### [PASSAGE TO READ]
begin
When I was growing up, I remember LOVING to have sleepovers with my friends. And in typical kid fashion, I begged my mom to let me have one every Friday and Saturday night. Most of those "requests" were met with a "no" but a lot were a weary "yes" and I just couldn't understand why my mom was not as excited as me to have an extra kid making noise, eating our food, getting underfoot and generally running amok. With four kids to manage day in and day out, adding one more probably wasn't more than a blip on the radar screen for my mom, but after a long day, I'm sure she wanted to relax and put her feet up (haha) more than she wanted to have extra kids running around.
So, when my kids were old enough to start asking for sleepovers (and this happened at the scary young age of three!), I thought it would be a fabulous idea! Popcorn! Movies! Makeovers! Making a huge "fort" out of blankets in the family room! Well, not so much. Sleepovers have a few common denominators. For example, from ages 3-11, a sleepover will include at least one of the following elements (and usually more than one, or all): 1. Someone gets homesick and wants their mom - conveniently this happens between the hours of 11 p.m. and 4 a.m. 2. Someone eats too much candy/pizza/popcorn and either has a killer stomach ache, for which you are unsure whether to administer Tums, or they reward your kindness by barfing - usually in their sleeping bag or on your carpet. 3. Two or more girls will have a girl fight and won't be "best friends" anymore. This will entail a new sleeping arrangement as said girls cannot, under any circumstances, have their sleeping bags touching. 4. One child (usually your own) will suffer a complete emotional breakdown due to too much junk food, not enough sleep, overstimulation, or all of the above. Once girls hit puberty, the sleepovers take on a whole new appeal. Now, the guest list will have to be revised several times in order not to upset the delicate balance of friendships or lack thereof, and generally your "small" sleepover turns into a barely manageable crowd. These girls can eat, too! Talk about your teenage boys? No, girls can eat just as much. Your carefully planned snacks will have to be doubled (usually at the last minute, so you are scrambling for something in the pantry) and you can never have enough two liter bottles of soda. In addition, these girls will want to sleep in, so that a once respectable 10 a.m. pick up time now becomes impossible. They will require more sophisticated breakfasts, such as chocolate chip pancakes and mochas (preferably from Starbucks). And at least one girl will want to sneak out during the sleepover. Text message rules will fly out the window as they text surreptitiously under their sleeping bags until 3 a.m. at which time they fall asleep with the phone in their hand, text message still unsent. They will wake in the morning with their iPod earbuds still in their ears, music still blaring. And they will leave at least one highly fashionable item behind, or perhaps an unfashionable one, like Victoria's Secret thong underpants that you'd rather not know they're wearing.
end
### [INPUT]
begin
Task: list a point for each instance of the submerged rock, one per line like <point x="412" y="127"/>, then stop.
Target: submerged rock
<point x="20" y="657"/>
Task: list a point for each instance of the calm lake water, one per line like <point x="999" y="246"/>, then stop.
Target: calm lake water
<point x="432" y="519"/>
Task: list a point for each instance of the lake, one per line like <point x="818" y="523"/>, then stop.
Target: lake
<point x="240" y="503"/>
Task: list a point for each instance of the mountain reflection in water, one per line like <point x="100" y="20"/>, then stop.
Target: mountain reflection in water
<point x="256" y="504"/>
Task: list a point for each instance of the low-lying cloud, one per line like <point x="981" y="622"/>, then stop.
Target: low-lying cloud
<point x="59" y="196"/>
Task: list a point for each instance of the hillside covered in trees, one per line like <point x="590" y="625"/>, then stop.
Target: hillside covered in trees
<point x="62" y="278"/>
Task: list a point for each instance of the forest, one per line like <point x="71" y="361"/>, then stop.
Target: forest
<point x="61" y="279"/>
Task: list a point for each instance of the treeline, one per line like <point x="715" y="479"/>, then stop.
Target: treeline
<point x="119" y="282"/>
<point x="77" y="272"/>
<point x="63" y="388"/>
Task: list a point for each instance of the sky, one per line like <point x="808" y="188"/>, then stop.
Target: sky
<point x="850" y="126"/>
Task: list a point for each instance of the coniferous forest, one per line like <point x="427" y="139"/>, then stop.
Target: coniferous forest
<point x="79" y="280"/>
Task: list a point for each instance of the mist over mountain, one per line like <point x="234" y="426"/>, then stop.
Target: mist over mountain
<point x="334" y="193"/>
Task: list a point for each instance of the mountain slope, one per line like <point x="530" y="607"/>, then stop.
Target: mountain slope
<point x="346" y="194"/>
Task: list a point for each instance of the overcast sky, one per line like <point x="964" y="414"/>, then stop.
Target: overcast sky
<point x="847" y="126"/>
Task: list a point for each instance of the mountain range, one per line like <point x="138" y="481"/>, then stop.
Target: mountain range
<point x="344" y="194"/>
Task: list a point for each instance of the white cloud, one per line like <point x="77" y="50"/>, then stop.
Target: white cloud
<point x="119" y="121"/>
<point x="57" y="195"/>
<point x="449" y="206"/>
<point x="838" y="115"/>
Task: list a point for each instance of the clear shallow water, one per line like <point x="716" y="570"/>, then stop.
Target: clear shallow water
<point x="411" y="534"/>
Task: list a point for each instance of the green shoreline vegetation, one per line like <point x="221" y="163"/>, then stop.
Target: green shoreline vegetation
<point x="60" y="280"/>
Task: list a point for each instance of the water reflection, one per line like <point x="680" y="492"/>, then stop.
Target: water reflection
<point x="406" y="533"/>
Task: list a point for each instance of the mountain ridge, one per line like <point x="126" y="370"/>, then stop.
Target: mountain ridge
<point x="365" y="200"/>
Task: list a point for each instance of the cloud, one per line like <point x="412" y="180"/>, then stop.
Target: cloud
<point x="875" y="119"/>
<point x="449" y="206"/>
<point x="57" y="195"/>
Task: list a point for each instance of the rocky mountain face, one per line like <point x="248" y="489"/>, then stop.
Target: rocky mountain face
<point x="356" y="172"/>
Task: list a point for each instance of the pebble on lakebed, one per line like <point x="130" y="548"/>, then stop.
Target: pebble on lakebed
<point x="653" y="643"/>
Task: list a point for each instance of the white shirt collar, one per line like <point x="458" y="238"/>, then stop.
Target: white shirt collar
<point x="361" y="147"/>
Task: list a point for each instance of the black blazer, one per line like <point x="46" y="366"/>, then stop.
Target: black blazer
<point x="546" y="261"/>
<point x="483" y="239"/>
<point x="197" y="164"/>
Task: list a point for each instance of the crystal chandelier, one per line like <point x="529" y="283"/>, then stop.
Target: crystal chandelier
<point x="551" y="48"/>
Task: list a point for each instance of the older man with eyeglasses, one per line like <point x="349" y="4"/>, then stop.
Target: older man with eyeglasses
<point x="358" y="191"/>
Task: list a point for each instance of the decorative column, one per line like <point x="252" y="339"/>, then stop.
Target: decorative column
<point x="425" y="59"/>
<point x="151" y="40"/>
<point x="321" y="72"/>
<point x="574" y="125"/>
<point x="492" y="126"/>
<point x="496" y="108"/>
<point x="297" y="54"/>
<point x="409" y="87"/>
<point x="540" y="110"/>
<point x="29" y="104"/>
end
### [TASKS]
#1 In the sleepover essay, how old were the writer's kids when they first started asking for sleepovers?
#2 Copy out the rows verbatim, from the line with "Task: list a point for each instance of the decorative" through the last line of the rows.
The sleepover essay has no connection to the rows.

### [RESPONSES PER TASK]
#1 Three.

#2
Task: list a point for each instance of the decorative column, one per line like <point x="252" y="339"/>, then stop.
Target: decorative column
<point x="425" y="59"/>
<point x="151" y="40"/>
<point x="321" y="72"/>
<point x="574" y="125"/>
<point x="492" y="126"/>
<point x="496" y="108"/>
<point x="297" y="54"/>
<point x="409" y="87"/>
<point x="540" y="110"/>
<point x="29" y="104"/>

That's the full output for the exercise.